Extract provided -

Last weekend I discussed Swarm Trapping on the Treatment-Free Beekeeping Podcast. Solomon and I brushed the surface, but hopefully it will get more people interested in giving this a try. There’s getting to be more and more information available on feral honey bees. Average height of feral colonies numbers have been suggested, but that doesn’t mean bees won’t hit a trap on the ground. Yesterday I wrote about Catch Boxes that can easily be made from beekeeping equipment. You could either use a Catch Box for this OR just use old equipment.
The following gallery is all of bees I have either caught or discoveted living close to the ground.
These were just pictures I found while quickly skimming. The one at right was from LAST WEEK. It was a HIT on Trap10 waiting to be deployed. Bees will live in cavities UP in trees, but they’ll make due if they can FIND a suitable cavity. Especially if you live in a place that does not have a lot of cavities. Large expanses of monocrop agriculture located adjacent to suitable habitat are GREAT PLACES to trap.
Do you have a some hive-bodies, bottom boards, inner & outer covers not being used because of deadouts? You bought that equipment it does you no good stored away waiting on bees. A deadout produces BLACK BROOD COMB. Nothing is stopping you. Bait them similarly to how I load a swarm trap. You can find a couple ounces of LGO almost anywhere. Set them out in varied locations. You may just get a surprise!
Get out there and catch em!
Have any questions?
P.S. – LITTLE TIP – If you set these things out I advise using foundationless frames in them. MAKE SURE THAT THEY ARE SETTING LEVEL. Otherwise you WILL have troubles when you hive them. GOOD LUCK!
Just to let you know that this is really interesting! Who knew that there was so much science involved?! Ha,! Ha!
I love nerding out with bees. It’s fun to observe all of the neat biology. I will have a picture up later this week that John C. Would even like. Thanks for reading and commenting Mary.
That was a great discussion about trapping. I missed my chance to order a package, so I’m going to try trapping instead.
The traps you have on other people’s property, do you do anything legally to have them there or to protect yourself if something nasty happens?
Well I have never thought about having to work up some form of legal agreement. At most of my locations the traps are NOT around a lot of people. I have recently had one trap host more nervous than normal. I “am hoping” that there are no problems, but I am careful.
-I don’t put traps in locations I think people are gonna mess with them whether occupied or not.
-I rarely leave them for more than a couple of days once occupied.
-I have been doing this for quite some time now having probably 5-10 swarms come in when someone in the family witnessed it. I have never had them act aggressive during or immediately subsequent to swarming.
– With as much time as most people spend inside these days, most of these things occupy my boxes totally UN-witnessed. So for the ones that don’t see it they just call or send me a text with… YA GOT BEES.

Data to examine -
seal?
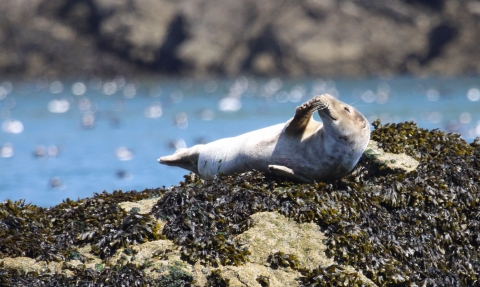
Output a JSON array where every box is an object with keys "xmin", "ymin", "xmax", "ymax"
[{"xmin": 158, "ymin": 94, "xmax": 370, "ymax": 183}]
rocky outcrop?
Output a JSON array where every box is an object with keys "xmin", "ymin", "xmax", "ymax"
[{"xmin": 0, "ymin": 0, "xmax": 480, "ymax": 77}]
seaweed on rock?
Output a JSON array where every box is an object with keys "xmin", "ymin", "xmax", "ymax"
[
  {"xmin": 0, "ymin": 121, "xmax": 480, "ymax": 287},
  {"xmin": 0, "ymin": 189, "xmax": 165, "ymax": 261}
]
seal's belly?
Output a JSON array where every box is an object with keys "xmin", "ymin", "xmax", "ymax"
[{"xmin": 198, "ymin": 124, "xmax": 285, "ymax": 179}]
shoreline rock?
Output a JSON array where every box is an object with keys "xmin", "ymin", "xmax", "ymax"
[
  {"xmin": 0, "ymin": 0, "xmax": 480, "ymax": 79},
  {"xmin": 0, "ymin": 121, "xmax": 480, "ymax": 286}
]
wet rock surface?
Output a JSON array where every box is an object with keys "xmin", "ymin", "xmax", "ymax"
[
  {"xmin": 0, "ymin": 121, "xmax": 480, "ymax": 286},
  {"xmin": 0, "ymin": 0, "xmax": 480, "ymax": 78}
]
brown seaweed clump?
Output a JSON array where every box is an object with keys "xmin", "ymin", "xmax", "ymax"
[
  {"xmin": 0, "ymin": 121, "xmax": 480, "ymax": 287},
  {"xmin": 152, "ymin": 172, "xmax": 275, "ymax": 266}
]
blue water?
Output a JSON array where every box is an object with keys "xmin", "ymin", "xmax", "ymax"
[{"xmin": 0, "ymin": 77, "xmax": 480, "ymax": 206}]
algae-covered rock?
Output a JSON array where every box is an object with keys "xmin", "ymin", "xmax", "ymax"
--
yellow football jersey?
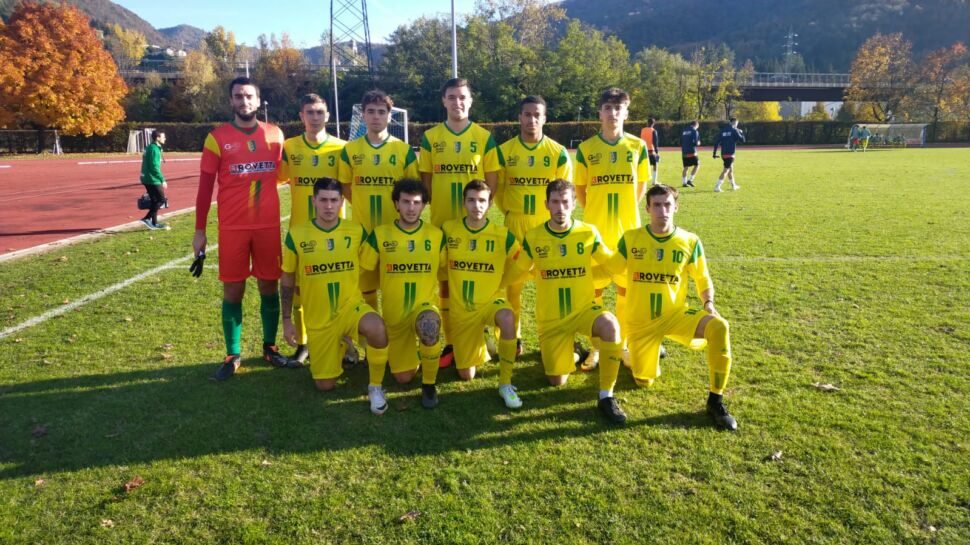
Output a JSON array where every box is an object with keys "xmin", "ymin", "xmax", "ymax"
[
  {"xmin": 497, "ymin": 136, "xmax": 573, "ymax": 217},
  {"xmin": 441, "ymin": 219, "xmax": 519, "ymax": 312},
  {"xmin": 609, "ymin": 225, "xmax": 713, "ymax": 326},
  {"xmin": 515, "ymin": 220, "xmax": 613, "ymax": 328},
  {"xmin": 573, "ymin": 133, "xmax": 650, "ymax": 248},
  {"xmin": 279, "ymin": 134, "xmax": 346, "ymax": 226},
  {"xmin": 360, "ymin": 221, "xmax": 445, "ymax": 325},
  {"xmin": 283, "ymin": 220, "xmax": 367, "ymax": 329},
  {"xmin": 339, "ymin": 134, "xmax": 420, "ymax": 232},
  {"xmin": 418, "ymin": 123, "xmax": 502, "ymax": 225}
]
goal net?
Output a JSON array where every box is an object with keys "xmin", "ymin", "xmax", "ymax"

Your tasks -
1. Copy word for word the part of the swarm trapping post that begins with the words containing "That was a great" and ends with "I am careful.".
2. In the swarm trapping post, what does a deadout produce?
3. List each piece of unused beekeeping equipment that the swarm trapping post asks readers whether they have.
The records play no part in this work.

Results -
1.
That was a great discussion about trapping. I missed my chance to order a package, so I’m going to try trapping instead.
The traps you have on other people’s property, do you do anything legally to have them there or to protect yourself if something nasty happens?
Well I have never thought about having to work up some form of legal agreement. At most of my locations the traps are NOT around a lot of people. I have recently had one trap host more nervous than normal. I “am hoping” that there are no problems, but I am careful.

2. Black brood comb.

3. Hive-bodies, bottom boards, inner covers, outer covers